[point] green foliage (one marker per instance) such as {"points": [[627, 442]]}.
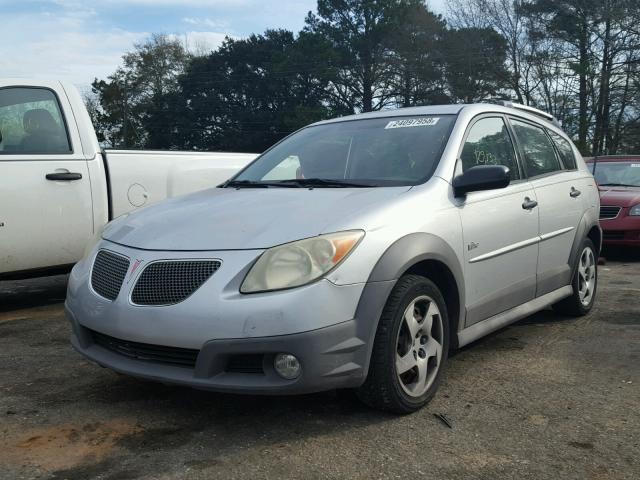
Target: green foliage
{"points": [[135, 106], [352, 56], [470, 57]]}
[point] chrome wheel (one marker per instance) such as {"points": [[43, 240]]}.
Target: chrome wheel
{"points": [[586, 276], [419, 346]]}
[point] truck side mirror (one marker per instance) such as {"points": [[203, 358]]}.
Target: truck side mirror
{"points": [[481, 177]]}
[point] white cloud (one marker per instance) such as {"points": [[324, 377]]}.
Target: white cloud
{"points": [[201, 42], [206, 22], [61, 47]]}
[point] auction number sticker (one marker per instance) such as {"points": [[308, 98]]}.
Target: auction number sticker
{"points": [[413, 122]]}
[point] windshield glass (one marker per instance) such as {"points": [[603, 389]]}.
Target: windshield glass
{"points": [[372, 152], [618, 173]]}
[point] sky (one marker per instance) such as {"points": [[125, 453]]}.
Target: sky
{"points": [[77, 41]]}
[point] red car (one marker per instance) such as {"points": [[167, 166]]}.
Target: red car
{"points": [[618, 179]]}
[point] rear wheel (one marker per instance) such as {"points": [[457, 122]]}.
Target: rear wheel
{"points": [[584, 285], [410, 348]]}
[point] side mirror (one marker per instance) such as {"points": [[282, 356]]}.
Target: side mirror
{"points": [[481, 177]]}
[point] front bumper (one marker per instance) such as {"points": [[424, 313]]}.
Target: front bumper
{"points": [[318, 324], [331, 357]]}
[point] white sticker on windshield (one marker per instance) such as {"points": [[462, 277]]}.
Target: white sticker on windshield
{"points": [[413, 122]]}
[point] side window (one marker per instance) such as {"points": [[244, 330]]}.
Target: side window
{"points": [[539, 154], [489, 143], [31, 122], [565, 151]]}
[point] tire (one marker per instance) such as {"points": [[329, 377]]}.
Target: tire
{"points": [[585, 270], [413, 330]]}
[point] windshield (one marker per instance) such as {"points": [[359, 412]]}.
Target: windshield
{"points": [[617, 173], [372, 152]]}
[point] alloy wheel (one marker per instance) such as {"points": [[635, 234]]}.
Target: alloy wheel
{"points": [[586, 276], [419, 346]]}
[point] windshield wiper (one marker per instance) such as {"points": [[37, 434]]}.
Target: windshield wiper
{"points": [[253, 184], [617, 185], [324, 182]]}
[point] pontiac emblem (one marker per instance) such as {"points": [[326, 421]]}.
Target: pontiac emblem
{"points": [[134, 267]]}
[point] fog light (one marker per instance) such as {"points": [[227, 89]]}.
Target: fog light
{"points": [[287, 366]]}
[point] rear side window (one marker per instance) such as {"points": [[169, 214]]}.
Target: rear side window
{"points": [[489, 143], [539, 155], [565, 151], [31, 122]]}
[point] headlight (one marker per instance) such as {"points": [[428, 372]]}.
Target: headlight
{"points": [[298, 263]]}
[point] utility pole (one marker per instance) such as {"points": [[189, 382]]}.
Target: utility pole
{"points": [[125, 107]]}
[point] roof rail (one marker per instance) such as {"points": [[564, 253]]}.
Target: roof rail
{"points": [[526, 108]]}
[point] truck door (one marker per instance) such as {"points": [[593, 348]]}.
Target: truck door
{"points": [[45, 194]]}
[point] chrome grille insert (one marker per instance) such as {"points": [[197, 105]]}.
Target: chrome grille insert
{"points": [[169, 282], [107, 275], [607, 213]]}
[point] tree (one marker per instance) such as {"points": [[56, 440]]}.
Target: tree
{"points": [[250, 93], [359, 31], [133, 101], [415, 60]]}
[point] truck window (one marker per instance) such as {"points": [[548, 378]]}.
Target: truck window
{"points": [[489, 143], [31, 122]]}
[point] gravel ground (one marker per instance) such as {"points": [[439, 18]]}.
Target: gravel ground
{"points": [[549, 397]]}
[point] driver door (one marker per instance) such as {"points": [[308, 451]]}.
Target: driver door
{"points": [[46, 212], [500, 227]]}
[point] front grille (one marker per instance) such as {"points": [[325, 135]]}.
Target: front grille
{"points": [[184, 357], [607, 212], [613, 235], [109, 270], [245, 364], [170, 282]]}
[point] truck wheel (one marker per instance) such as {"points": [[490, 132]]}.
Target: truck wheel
{"points": [[584, 284], [410, 348]]}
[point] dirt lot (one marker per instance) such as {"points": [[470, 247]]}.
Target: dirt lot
{"points": [[549, 397]]}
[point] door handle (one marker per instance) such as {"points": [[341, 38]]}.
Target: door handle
{"points": [[63, 176], [529, 204]]}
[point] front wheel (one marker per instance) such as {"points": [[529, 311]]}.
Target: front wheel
{"points": [[410, 348], [584, 284]]}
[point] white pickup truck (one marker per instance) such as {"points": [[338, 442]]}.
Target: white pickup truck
{"points": [[58, 188]]}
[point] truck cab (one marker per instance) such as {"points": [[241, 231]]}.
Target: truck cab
{"points": [[59, 189]]}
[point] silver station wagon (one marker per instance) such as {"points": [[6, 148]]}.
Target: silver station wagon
{"points": [[354, 254]]}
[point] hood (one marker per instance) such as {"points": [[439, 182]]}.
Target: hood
{"points": [[247, 218], [619, 196]]}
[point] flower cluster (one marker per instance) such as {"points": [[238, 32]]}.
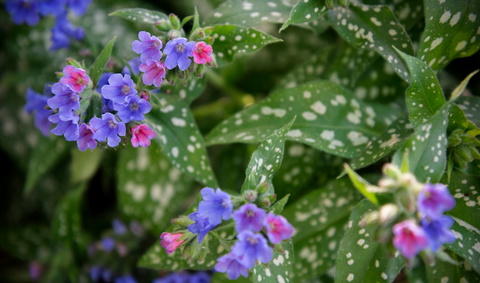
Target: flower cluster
{"points": [[29, 11], [252, 223]]}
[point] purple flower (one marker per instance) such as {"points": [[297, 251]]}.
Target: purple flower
{"points": [[65, 100], [201, 226], [215, 206], [249, 217], [23, 11], [253, 247], [409, 238], [149, 47], [119, 88], [108, 127], [133, 108], [438, 231], [85, 139], [178, 50], [278, 228], [69, 129], [232, 265], [434, 200], [154, 72]]}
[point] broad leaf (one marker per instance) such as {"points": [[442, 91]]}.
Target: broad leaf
{"points": [[451, 30], [330, 118], [232, 39], [266, 160], [149, 187], [374, 28], [178, 135], [138, 15]]}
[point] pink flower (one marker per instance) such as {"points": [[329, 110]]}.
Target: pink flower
{"points": [[201, 53], [75, 78], [278, 228], [409, 238], [170, 242], [141, 135]]}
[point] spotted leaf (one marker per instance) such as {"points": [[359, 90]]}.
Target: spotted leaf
{"points": [[330, 118], [232, 39], [424, 96], [374, 28], [266, 160], [279, 269], [178, 135], [451, 30], [149, 187], [139, 15]]}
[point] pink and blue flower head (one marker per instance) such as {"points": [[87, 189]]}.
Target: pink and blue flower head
{"points": [[278, 228], [108, 127], [252, 246], [232, 265], [170, 242], [434, 200], [201, 226], [149, 47], [154, 72], [201, 53], [141, 135], [23, 11], [118, 88], [249, 217], [409, 238], [69, 129], [438, 231], [85, 139], [74, 78], [178, 50], [215, 205], [133, 108]]}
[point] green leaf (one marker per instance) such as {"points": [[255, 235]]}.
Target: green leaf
{"points": [[266, 160], [279, 269], [178, 135], [96, 70], [330, 118], [424, 96], [306, 11], [374, 28], [138, 15], [45, 155], [396, 134], [149, 188], [232, 39], [451, 29]]}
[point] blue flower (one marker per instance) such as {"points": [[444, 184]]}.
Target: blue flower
{"points": [[438, 231], [108, 127], [178, 50], [201, 226], [133, 108], [252, 247], [119, 88], [69, 129], [215, 206], [23, 11]]}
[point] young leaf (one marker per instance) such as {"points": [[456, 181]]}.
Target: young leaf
{"points": [[451, 29], [330, 118], [138, 15], [231, 40], [374, 28], [266, 160], [178, 135]]}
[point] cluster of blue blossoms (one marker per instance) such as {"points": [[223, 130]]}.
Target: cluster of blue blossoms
{"points": [[250, 222], [29, 11]]}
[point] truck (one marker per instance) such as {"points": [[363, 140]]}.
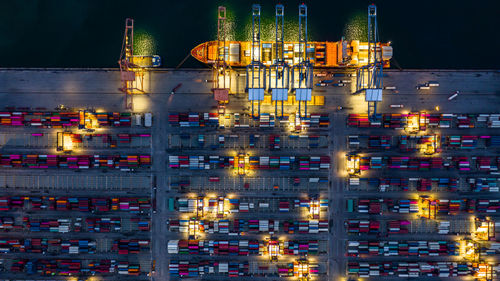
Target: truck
{"points": [[138, 120], [148, 119]]}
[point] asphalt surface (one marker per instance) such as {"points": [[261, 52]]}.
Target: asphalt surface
{"points": [[479, 93]]}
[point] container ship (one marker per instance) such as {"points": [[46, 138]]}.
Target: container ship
{"points": [[341, 54]]}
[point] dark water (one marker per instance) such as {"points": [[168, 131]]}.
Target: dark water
{"points": [[71, 33]]}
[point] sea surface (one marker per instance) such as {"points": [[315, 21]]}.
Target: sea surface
{"points": [[77, 33]]}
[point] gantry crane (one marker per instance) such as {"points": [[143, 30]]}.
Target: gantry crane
{"points": [[220, 70], [279, 69], [131, 75], [302, 67], [132, 67], [373, 84], [256, 70]]}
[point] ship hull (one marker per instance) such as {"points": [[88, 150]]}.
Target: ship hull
{"points": [[341, 54]]}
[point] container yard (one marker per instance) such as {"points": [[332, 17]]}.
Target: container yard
{"points": [[317, 173]]}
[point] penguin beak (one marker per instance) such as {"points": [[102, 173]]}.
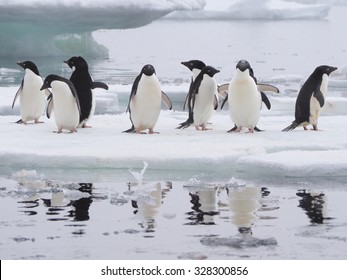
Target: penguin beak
{"points": [[21, 64], [44, 86]]}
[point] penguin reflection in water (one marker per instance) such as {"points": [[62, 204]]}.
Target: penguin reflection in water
{"points": [[31, 98], [311, 98], [84, 86], [64, 102], [145, 101]]}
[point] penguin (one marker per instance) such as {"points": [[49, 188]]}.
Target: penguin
{"points": [[145, 101], [262, 88], [202, 97], [244, 98], [32, 100], [64, 102], [311, 98], [195, 66], [84, 86]]}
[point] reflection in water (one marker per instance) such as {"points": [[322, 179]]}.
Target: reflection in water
{"points": [[243, 203], [314, 205], [204, 201], [78, 209], [147, 202]]}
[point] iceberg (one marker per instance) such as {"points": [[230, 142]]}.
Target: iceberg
{"points": [[254, 10], [53, 28]]}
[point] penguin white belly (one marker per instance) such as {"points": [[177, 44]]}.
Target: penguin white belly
{"points": [[244, 103], [32, 99], [314, 104], [203, 106], [146, 104], [65, 108], [92, 111]]}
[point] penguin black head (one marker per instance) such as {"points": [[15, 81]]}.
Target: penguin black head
{"points": [[325, 69], [209, 70], [77, 62], [243, 65], [29, 65], [148, 70], [194, 64]]}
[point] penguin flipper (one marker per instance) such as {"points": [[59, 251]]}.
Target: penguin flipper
{"points": [[47, 92], [224, 101], [265, 100], [223, 90], [215, 102], [319, 96], [185, 102], [266, 87], [49, 106], [99, 85], [17, 94], [166, 100], [292, 126]]}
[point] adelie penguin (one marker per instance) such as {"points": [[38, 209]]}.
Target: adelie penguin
{"points": [[311, 98], [195, 66], [32, 100], [63, 102], [84, 86], [244, 98], [203, 97], [261, 87], [145, 101]]}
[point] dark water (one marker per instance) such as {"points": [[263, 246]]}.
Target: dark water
{"points": [[43, 219]]}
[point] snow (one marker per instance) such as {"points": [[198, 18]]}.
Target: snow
{"points": [[252, 9], [41, 33], [270, 153]]}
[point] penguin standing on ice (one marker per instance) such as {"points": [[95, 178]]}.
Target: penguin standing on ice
{"points": [[203, 97], [311, 98], [32, 100], [145, 101], [262, 88], [64, 102], [195, 66], [244, 98], [84, 86]]}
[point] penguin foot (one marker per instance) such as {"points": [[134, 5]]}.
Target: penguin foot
{"points": [[59, 131], [86, 126], [152, 132], [291, 127], [235, 129], [37, 121], [20, 122], [185, 124]]}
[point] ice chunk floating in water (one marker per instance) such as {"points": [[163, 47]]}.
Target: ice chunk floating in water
{"points": [[46, 28], [255, 10]]}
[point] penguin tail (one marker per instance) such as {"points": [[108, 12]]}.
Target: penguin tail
{"points": [[187, 123], [292, 126], [130, 130]]}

+ + +

Exactly reproduce the lines above, starting at the one that contains "[point] container ship" and ending at the one that contains "[point] penguin flipper", both inclusive; leave the pictures out and add no other lines.

[point] container ship (one marker per instance) such as {"points": [[46, 138]]}.
Target: container ship
{"points": [[341, 54]]}
[point] dark water (one marker per instance) such as {"points": [[168, 131]]}.
Target: dark water
{"points": [[71, 33]]}
[point] sea surface (one marker per instance) such as {"points": [[315, 21]]}.
Target: sea surface
{"points": [[77, 33]]}
[point] gantry crane (one marker per instance) such as {"points": [[143, 30]]}.
Target: gantry crane
{"points": [[220, 70], [279, 69], [131, 75], [302, 67], [132, 67], [373, 84], [256, 70]]}
[point] ship hull (one marker per instance) such as {"points": [[88, 150]]}.
Target: ship hull
{"points": [[341, 54]]}
[point] container yard (one marker per instance) such as {"points": [[332, 17]]}.
Target: container yard
{"points": [[317, 173]]}
[point] penguin beak (one marker per instance) such as {"points": [[102, 173]]}.
Target: penguin beak
{"points": [[21, 64], [44, 86]]}
[point] penguin reflection in water (one marker per instance) such as {"points": [[62, 204]]}.
Target: penguin reflection in water
{"points": [[31, 98], [311, 98], [84, 86], [64, 102], [145, 101]]}
[point] penguin (one marker per instance) such as {"points": [[49, 188]]}.
Target: penguin
{"points": [[145, 101], [262, 88], [202, 97], [244, 98], [32, 100], [64, 102], [311, 98], [195, 66], [84, 86]]}
[point] reflection in water (one marker per instance) such as {"points": [[322, 179]]}.
Target: reflection in water
{"points": [[243, 203], [314, 205], [204, 201], [78, 209], [147, 202]]}
[point] iceberg (one marker per instance) such as {"points": [[230, 142]]}.
Target: iceberg
{"points": [[254, 10], [53, 28]]}
[point] penguin white belly (one marker per instance) such as {"points": [[177, 44]]}.
Target: penguin white belly
{"points": [[244, 103], [32, 99], [314, 104], [203, 106], [146, 104], [65, 108], [92, 111]]}
[point] penguin black head (one marker per instance) such as {"points": [[15, 81]]}.
Target: penguin black head
{"points": [[325, 69], [209, 70], [77, 62], [243, 65], [29, 65], [148, 70], [194, 64]]}
[point] penguin flipper (one marker per instance) such as {"points": [[59, 251]]}.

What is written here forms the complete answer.